Please print all the rows below word for word, and leave the pictures out of your output.

══ Records for processing

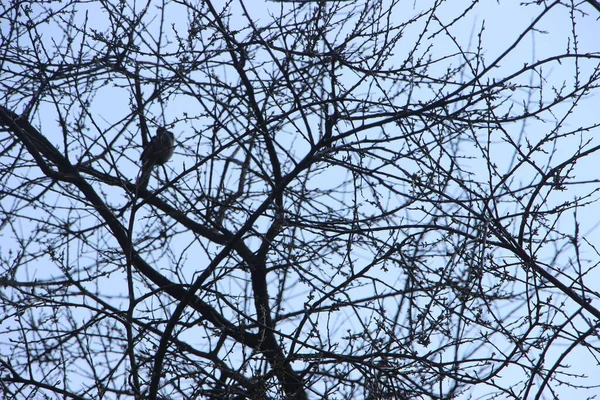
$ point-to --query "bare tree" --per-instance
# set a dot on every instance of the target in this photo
(367, 199)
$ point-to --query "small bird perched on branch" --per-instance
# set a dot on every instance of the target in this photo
(157, 152)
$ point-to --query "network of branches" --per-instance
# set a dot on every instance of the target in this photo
(367, 200)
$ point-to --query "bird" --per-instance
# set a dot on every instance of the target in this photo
(156, 152)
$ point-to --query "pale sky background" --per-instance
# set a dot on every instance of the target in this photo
(502, 26)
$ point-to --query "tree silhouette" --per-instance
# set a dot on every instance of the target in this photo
(368, 199)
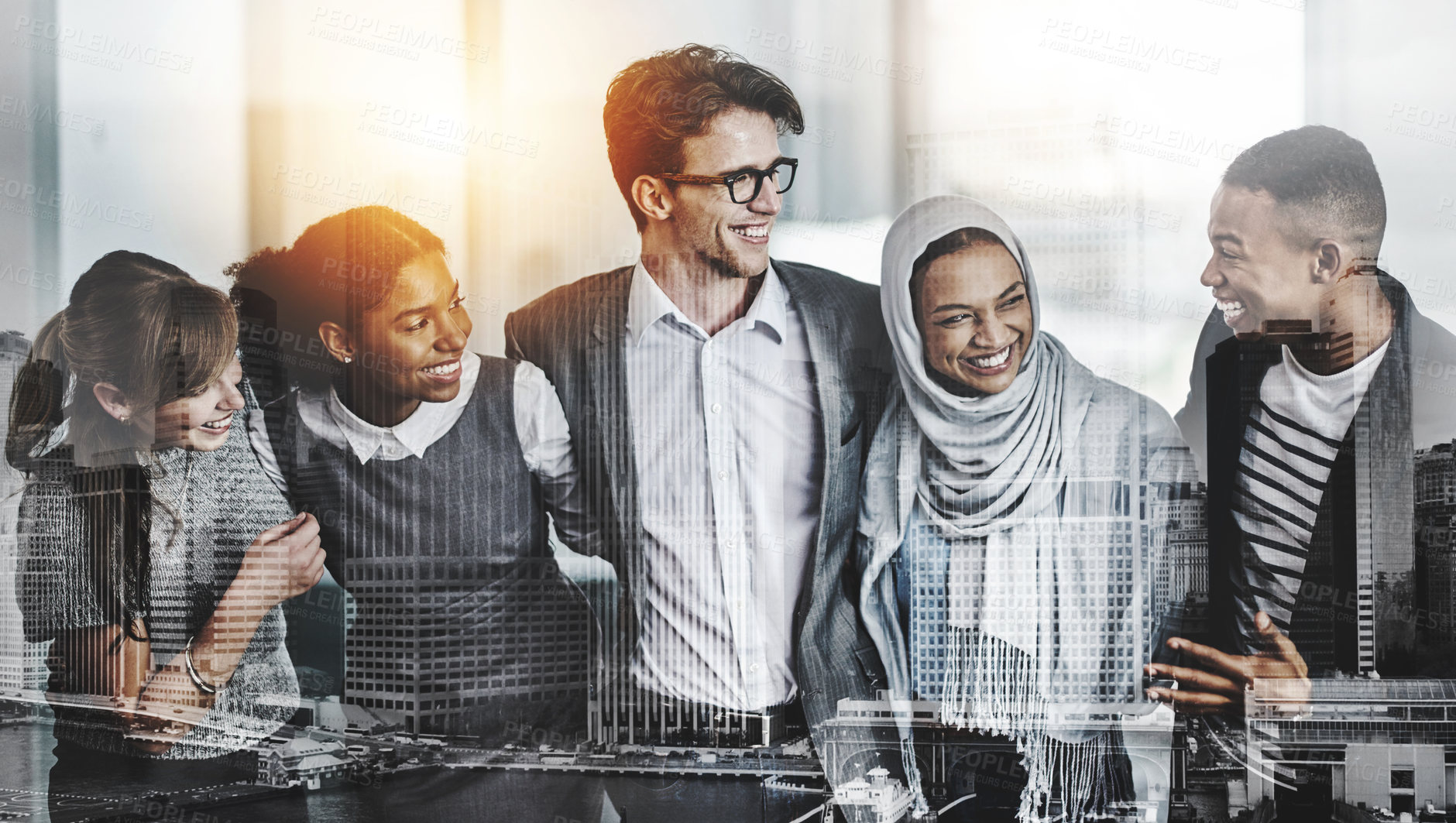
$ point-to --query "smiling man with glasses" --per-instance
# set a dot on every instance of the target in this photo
(721, 405)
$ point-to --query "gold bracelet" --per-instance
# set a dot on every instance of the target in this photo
(197, 679)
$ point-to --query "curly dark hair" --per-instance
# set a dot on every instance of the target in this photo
(657, 102)
(337, 270)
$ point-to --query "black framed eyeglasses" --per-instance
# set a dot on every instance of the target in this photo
(781, 172)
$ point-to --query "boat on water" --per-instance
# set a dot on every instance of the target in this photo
(878, 797)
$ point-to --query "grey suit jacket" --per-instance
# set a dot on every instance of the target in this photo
(577, 334)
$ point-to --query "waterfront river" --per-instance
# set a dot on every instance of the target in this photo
(437, 796)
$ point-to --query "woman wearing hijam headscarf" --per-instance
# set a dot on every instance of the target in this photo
(1009, 532)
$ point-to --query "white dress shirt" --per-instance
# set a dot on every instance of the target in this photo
(726, 434)
(541, 426)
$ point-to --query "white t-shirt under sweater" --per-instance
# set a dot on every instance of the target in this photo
(1285, 462)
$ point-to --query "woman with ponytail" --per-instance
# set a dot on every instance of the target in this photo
(153, 550)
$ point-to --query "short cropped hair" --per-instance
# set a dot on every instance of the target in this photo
(657, 102)
(1324, 180)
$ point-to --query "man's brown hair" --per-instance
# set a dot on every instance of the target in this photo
(657, 102)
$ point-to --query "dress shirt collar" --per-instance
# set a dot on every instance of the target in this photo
(415, 433)
(647, 303)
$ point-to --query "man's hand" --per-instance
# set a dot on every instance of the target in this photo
(1217, 681)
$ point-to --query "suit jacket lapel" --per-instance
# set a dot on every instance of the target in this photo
(820, 324)
(606, 365)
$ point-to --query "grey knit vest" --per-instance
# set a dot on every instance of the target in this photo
(462, 621)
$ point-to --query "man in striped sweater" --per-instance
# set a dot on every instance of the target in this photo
(1305, 410)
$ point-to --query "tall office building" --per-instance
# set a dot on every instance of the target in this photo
(1434, 528)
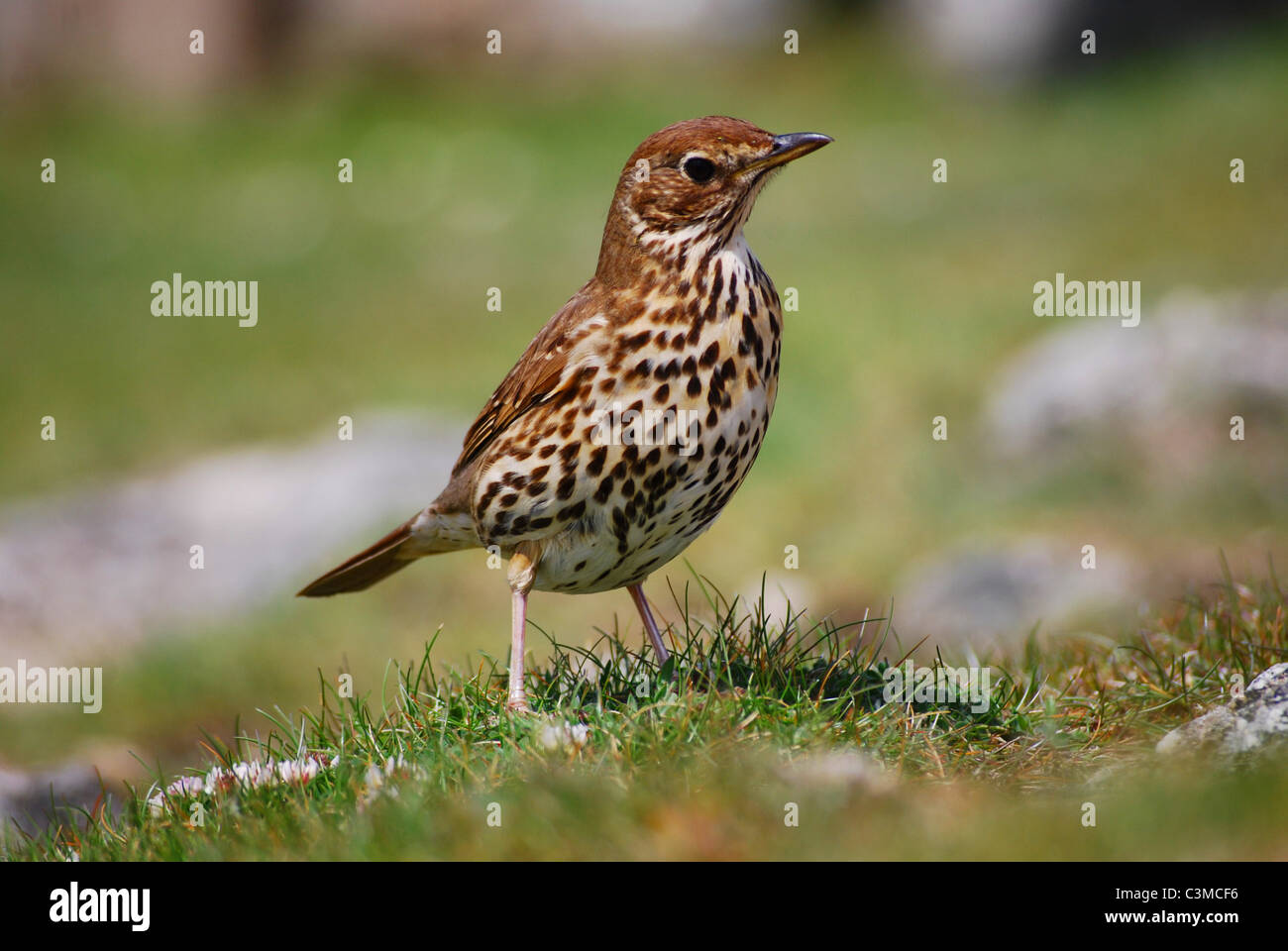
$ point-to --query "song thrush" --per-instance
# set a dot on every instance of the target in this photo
(636, 411)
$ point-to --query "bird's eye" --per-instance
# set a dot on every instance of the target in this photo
(699, 169)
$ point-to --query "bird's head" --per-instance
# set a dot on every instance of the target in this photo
(694, 183)
(699, 178)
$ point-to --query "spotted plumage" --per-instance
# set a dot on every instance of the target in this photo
(634, 415)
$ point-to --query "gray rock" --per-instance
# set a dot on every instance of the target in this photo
(995, 590)
(1252, 726)
(1190, 361)
(90, 571)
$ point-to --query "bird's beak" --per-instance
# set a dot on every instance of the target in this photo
(786, 149)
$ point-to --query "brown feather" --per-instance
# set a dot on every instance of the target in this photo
(365, 569)
(537, 375)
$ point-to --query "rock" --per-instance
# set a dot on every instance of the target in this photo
(844, 770)
(1249, 727)
(94, 570)
(996, 590)
(1177, 375)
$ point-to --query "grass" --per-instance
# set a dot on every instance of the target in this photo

════

→ Exercise result:
$ point-to --query "bare tree" --per-instance
# set a dot on every instance of the target in this photo
(367, 199)
$ point-to --query "small bird perched on branch" --per-instance
# set a dot on every instance of the target in this photo
(157, 152)
$ point-to --query "network of branches" --per-instance
# set a dot on every instance of the target in this photo
(367, 200)
$ point-to --query "bird" --per-instance
# set a dot on every instance of the target in this photo
(156, 152)
$ point-to --query "pale sky background" --per-instance
# set a dot on every instance of the target in this photo
(502, 26)
$ point-to --query "tree silhouette" --per-instance
# set a dot on every instance of the target in this photo
(368, 199)
$ point-to --query "smiling man with glasses" --per-instance
# set a dot on every instance of the target in this photo
(721, 405)
$ point-to --query "gold bracelet" --per-instance
# set a dot on every instance of the target in this photo
(197, 679)
$ point-to --query "curly dark hair" --per-instance
# set a dot on every instance of the target in this photo
(657, 102)
(337, 270)
$ point-to --query "black framed eyeglasses" --per-instance
# set a dot on every instance of the target in this photo
(781, 172)
$ point-to --query "boat on water" --per-instance
# set a dot on every instance of the target in this photo
(878, 797)
$ point-to --query "grey suit jacket" --per-instance
# set a dot on every instance of the target in this photo
(577, 334)
$ point-to --query "waterfront river" --per-instance
# set a dot on every instance of the target in this photo
(437, 796)
$ point-to --query "woman wearing hijam headscarf" --per-instance
# set a dot on every instance of the target in this photo
(1009, 532)
$ point-to --query "white dress shirt" --per-instance
# set a dot on every instance of the target in this photo
(726, 434)
(541, 426)
$ point-to --query "white t-shirt under sweater" --per-instance
# set a dot on every instance of the target in this photo
(1285, 462)
$ point-to --query "woman with ponytail" --per-instance
# set a dot on every instance of the target in this photo
(153, 550)
$ point-to --query "short cropped hair" --per-instance
# set a dot on every instance of the target in this photo
(657, 102)
(1324, 180)
$ point-to --query "man's brown hair" --per-instance
# set a dot on every instance of the target in this photo
(657, 102)
$ point-to --query "dress shirt collar" --per-instance
# set a dot on every instance of the target in this photo
(415, 433)
(647, 303)
$ point-to --query "man's hand" --per-instance
# set a dot on every instance of the target in this photo
(1217, 681)
$ point-to --query "suit jacket lapel" --per-instance
# set a dot on every instance of the target in this photo
(820, 324)
(606, 365)
$ point-to --query "grey knit vest" --per-instance
# set a dot on every instance of the target in this photo
(462, 621)
$ point-to --query "man in striped sweater" --per-instance
# set a dot on every instance of the target in this photo
(1305, 410)
$ point-to --query "tall office building" --per-instance
# set a dot on every instance of the target in this photo
(1434, 528)
$ point-to --query "song thrush" --per-instance
# set a dot on every instance of the target in this photo
(636, 411)
$ point-to --query "bird's eye" --per-instance
# set a dot on every instance of the target in this photo
(699, 169)
$ point-to --query "bird's head" --per-instance
# set a dot on every instance of the target in this photo
(694, 183)
(699, 178)
$ point-to --query "spotted plumage" --per-instance
# set a dot on every instance of the target in this photo
(634, 415)
$ point-to --query "gray rock" --per-instance
# set a dot on every instance of the target in this photo
(995, 590)
(1252, 726)
(1190, 361)
(90, 571)
$ point-to --query "bird's beak" --per-instance
# set a dot on every instance of the target in this photo
(786, 149)
$ point-to --query "brown feather" --per-instance
# set a dot on every instance of the target in this photo
(365, 569)
(537, 375)
$ point-to --query "rock" --per-instance
# set a dot on every instance of the target in this photo
(844, 770)
(1249, 727)
(94, 570)
(996, 590)
(1177, 375)
$ point-to --query "grass" --per-instance
# set a dot on every instance of the target in this photo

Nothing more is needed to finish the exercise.